(Dataset entries)
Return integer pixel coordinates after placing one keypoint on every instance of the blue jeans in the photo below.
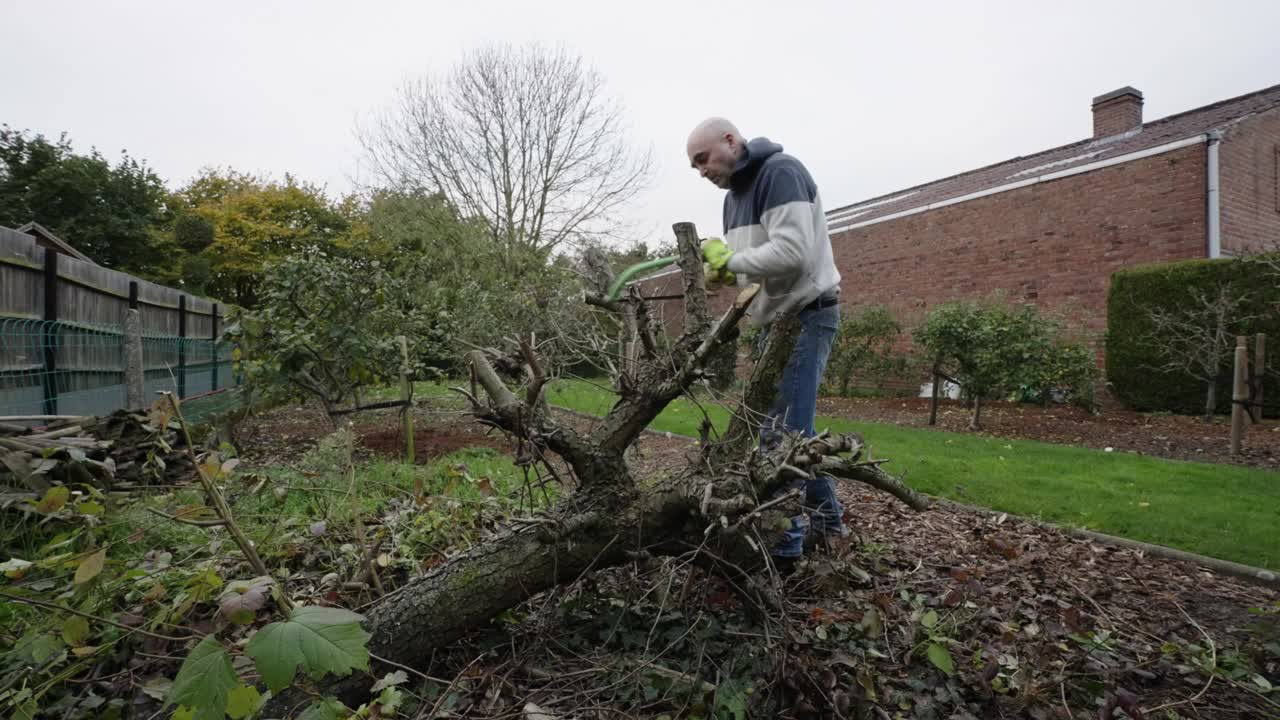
(794, 409)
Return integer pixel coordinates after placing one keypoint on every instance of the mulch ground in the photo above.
(1176, 437)
(1033, 592)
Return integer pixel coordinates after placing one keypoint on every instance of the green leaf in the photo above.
(14, 568)
(941, 657)
(26, 711)
(397, 678)
(243, 701)
(327, 709)
(90, 566)
(320, 639)
(389, 700)
(205, 679)
(54, 500)
(76, 630)
(42, 648)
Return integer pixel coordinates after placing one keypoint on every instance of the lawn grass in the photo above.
(1217, 510)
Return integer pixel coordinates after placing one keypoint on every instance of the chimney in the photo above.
(1116, 112)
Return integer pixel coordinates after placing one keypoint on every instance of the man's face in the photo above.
(713, 156)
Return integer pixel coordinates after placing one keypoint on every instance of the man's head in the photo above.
(713, 147)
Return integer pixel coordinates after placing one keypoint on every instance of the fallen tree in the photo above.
(726, 507)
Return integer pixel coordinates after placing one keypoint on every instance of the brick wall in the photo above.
(1055, 242)
(1248, 162)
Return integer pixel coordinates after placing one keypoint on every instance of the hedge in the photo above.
(1128, 345)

— Exercise instructions —
Take the lines above from the one holding "leaf in the photo above." to the last and output them exactly.

— Result of the exercise —
Return integer pixel coordinates after placing one keypoint on every instance of the green leaf in the photo above.
(14, 568)
(941, 657)
(26, 711)
(397, 678)
(243, 701)
(327, 709)
(90, 566)
(320, 639)
(389, 700)
(205, 679)
(54, 500)
(76, 630)
(42, 648)
Return integer pixel coordinates after placing one keypoint on every instance of the lawn grass in the photo above.
(1217, 510)
Return integer pixel coordinates after placing one keypoint on every instance of the chimney in the photo above.
(1116, 112)
Return integer pixel coordinates after placing one keypoint on every instance of the man's face in the photo above.
(713, 156)
Return integer pixel coordinates after placing one keypoint on every instance of the man's head in the photo above.
(713, 147)
Return integer pixel coordinates after placing one keypoint on every instance of the fallen tree in the photo above.
(726, 507)
Return integer pixel coordinates after placing one keypoint on every instance of the brick wall in the photo above.
(1055, 242)
(1248, 162)
Return integer pixel coordinates after placing one keypoint on every instance of the hedge in the photo above.
(1128, 345)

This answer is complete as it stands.